**Work to complete**
None of the images should appear in your copy. Transcribe the data in full.

**Extracted records**
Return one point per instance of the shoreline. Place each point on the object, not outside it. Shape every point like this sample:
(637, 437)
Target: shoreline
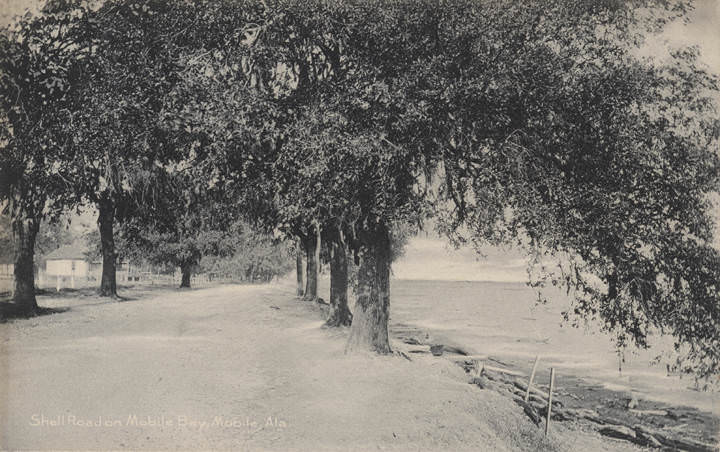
(699, 429)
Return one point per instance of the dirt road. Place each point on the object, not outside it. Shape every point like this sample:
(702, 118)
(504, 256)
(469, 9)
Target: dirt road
(241, 368)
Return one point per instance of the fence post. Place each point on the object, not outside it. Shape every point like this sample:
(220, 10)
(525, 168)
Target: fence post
(552, 386)
(532, 376)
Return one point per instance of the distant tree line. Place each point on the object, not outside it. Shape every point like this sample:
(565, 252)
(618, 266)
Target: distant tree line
(342, 126)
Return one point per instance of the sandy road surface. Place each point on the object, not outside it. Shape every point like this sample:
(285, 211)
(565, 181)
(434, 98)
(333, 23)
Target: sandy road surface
(237, 367)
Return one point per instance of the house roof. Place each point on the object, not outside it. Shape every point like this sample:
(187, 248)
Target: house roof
(75, 251)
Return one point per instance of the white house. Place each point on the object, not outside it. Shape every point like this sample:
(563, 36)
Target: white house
(68, 260)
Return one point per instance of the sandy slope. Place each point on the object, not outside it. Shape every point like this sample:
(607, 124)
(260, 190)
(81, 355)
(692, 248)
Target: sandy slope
(237, 367)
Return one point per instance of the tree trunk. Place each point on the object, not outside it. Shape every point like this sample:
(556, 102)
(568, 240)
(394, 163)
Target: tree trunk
(186, 270)
(25, 230)
(299, 269)
(108, 284)
(312, 249)
(369, 330)
(340, 314)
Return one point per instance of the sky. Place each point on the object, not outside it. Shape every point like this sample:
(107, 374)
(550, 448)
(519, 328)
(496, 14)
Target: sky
(429, 256)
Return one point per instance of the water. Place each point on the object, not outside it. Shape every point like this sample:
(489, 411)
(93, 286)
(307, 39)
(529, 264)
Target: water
(504, 321)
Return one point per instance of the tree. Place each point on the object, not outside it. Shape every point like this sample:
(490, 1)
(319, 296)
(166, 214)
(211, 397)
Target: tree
(120, 128)
(572, 146)
(40, 63)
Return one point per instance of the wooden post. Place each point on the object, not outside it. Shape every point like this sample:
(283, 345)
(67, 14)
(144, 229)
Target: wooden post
(552, 386)
(478, 367)
(532, 376)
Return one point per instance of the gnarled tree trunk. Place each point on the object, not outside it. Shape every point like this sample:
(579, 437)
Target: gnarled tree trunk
(25, 230)
(312, 251)
(340, 314)
(299, 269)
(369, 330)
(186, 270)
(106, 219)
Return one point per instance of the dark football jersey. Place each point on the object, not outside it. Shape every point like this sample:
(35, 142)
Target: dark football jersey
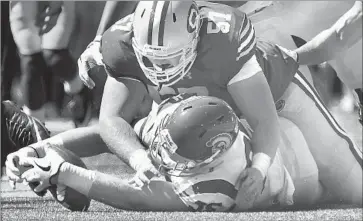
(227, 41)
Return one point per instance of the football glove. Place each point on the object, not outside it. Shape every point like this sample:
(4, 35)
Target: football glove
(89, 59)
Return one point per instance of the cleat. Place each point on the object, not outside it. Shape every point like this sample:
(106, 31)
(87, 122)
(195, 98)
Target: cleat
(80, 107)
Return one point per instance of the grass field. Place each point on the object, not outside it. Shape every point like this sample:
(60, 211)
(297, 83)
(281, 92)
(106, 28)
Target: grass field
(22, 204)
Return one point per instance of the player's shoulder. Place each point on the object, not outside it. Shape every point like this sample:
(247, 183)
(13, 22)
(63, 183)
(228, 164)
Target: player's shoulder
(227, 39)
(118, 54)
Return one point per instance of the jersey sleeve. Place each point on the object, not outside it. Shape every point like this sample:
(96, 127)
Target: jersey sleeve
(118, 55)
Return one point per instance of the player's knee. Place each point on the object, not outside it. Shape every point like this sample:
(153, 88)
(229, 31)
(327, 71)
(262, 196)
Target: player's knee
(61, 63)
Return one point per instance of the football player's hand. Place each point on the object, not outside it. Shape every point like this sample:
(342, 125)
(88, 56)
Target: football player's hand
(250, 185)
(144, 174)
(13, 169)
(290, 53)
(89, 59)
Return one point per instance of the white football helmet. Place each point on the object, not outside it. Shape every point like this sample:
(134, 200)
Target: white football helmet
(192, 138)
(165, 39)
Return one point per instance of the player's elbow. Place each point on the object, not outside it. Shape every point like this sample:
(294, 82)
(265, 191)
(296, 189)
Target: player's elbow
(267, 133)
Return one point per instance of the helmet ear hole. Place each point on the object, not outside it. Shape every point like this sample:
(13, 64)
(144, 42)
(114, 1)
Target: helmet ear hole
(219, 119)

**Answer box**
Return one point per instance of the shoreline. Place each point on the object, not outside it. Shape every point like this sample:
(637, 437)
Target: shoreline
(699, 429)
Return one point per instance of the dirt road. Place each point on the object, not outside it. Shape every point like this sample:
(702, 118)
(504, 256)
(469, 9)
Target: dirt road
(241, 368)
Return one point per instance of the fence post. Place each point on the object, not outside it. Shape every point like this sample:
(220, 10)
(525, 168)
Target: fence post
(552, 386)
(532, 376)
Return one point per instance of the distant tree line. Place each point on the object, not outside it. Shape every point like this sample:
(565, 252)
(618, 266)
Target: distant tree line
(342, 126)
Return one point per instance of the sandy road surface. Place each point on the object, not outside it. Shape every point like this sample:
(285, 211)
(565, 181)
(434, 98)
(333, 23)
Target: sandy road surface
(237, 367)
Return one point per instance of the house roof. Place each point on the object, not outside it. Shape every point like this sample:
(187, 248)
Target: house roof
(75, 251)
Return one point per instance of the white house. Place each point on the object, not outside it. Shape every point like this sample:
(563, 36)
Target: white house
(68, 260)
Return one point per instance of the sandy slope. Place each point on the object, not outside it. Shape every point like this sample:
(607, 124)
(260, 190)
(81, 355)
(692, 248)
Target: sandy slope
(237, 367)
Return one point per instance of the tree trunk. Place each point on the object, not outside it. Shape every point like this sample:
(556, 102)
(568, 240)
(394, 163)
Target: tree trunk
(186, 270)
(25, 230)
(299, 269)
(108, 284)
(312, 249)
(369, 330)
(340, 314)
Return one point per instance of the sky. Place each point on the object, not outside it. Shape every point like this sample:
(107, 374)
(550, 448)
(519, 328)
(496, 14)
Target: sky
(429, 256)
Return one point per instance of the water. Place each point on the object, not outside it. Shape every point like this sample:
(489, 411)
(93, 286)
(307, 39)
(529, 264)
Target: water
(504, 321)
Return one point per instance of the tree. Place each point on the object, not outside it. Shape every point like this sample:
(490, 1)
(319, 296)
(166, 214)
(211, 397)
Target: tree
(120, 128)
(572, 146)
(40, 63)
Return one point per instance of the wooden post. Place each point on the object, not outside it. Shape every point like this sample:
(283, 345)
(67, 14)
(144, 229)
Target: wooden post
(552, 386)
(478, 367)
(532, 376)
Return one point per instance of the gnarled tree trunk. Place each point on the object, not outside it. Shape every point like this sample:
(579, 437)
Target: gnarled tree trunk
(25, 230)
(312, 251)
(340, 314)
(299, 269)
(369, 330)
(186, 270)
(106, 219)
Return one point per instance of the dark football jersey. Place each point on the object, not outside it. Shape every point like this sample:
(35, 142)
Target: dark football jersey
(227, 41)
Return one point per instance of the football glove. Place each point on the object, not outside it. Shape every point like this sample:
(4, 35)
Target: football glove
(89, 59)
Return one point per instance of the cleat. Place each point on the object, not outside it. Shape every point like this sample:
(106, 31)
(87, 122)
(195, 98)
Target: cleat
(80, 107)
Return one point per instance of the grass field. Place each point on the object, not outside it. Shape every point like this sample:
(60, 211)
(297, 83)
(281, 92)
(106, 28)
Target: grass field
(22, 204)
Return one point per instance of the player's shoulder. Place each point on the object, not outside it. Shape every point like this sample:
(247, 183)
(13, 22)
(63, 183)
(228, 164)
Target: player's shoulder
(227, 39)
(118, 54)
Return one point per instance of the jersey sleeve. Place each point on the object, not outside it. Shape every point like this sample:
(96, 127)
Target: jersey sleeve
(118, 55)
Return one point per instance of the player's knee. Place each point on the object, not outside it. Shape every point like this sample:
(153, 88)
(229, 31)
(327, 71)
(262, 196)
Target: player's knee
(61, 63)
Return one point per instance of the football player's hand. Place each point on the object, not outside it. Shape every point like this sample:
(342, 125)
(88, 56)
Target: football player's hand
(250, 185)
(144, 174)
(13, 169)
(290, 53)
(89, 59)
Return one point per instance of the white football helmet. Place each point on the object, not outside it. Shape every point like this sample:
(134, 200)
Target: white football helmet
(192, 138)
(165, 39)
Return one point per instance of the player's elbow. Place each point on the object, not outside it. Shape every point like this sample:
(294, 82)
(265, 191)
(296, 189)
Target: player's elbow
(267, 133)
Return one point per instance of the helmet ear hole. Place each point on the object, not outside it. Shape every point like this sample:
(13, 64)
(144, 42)
(114, 1)
Target: helmet ear hole
(219, 119)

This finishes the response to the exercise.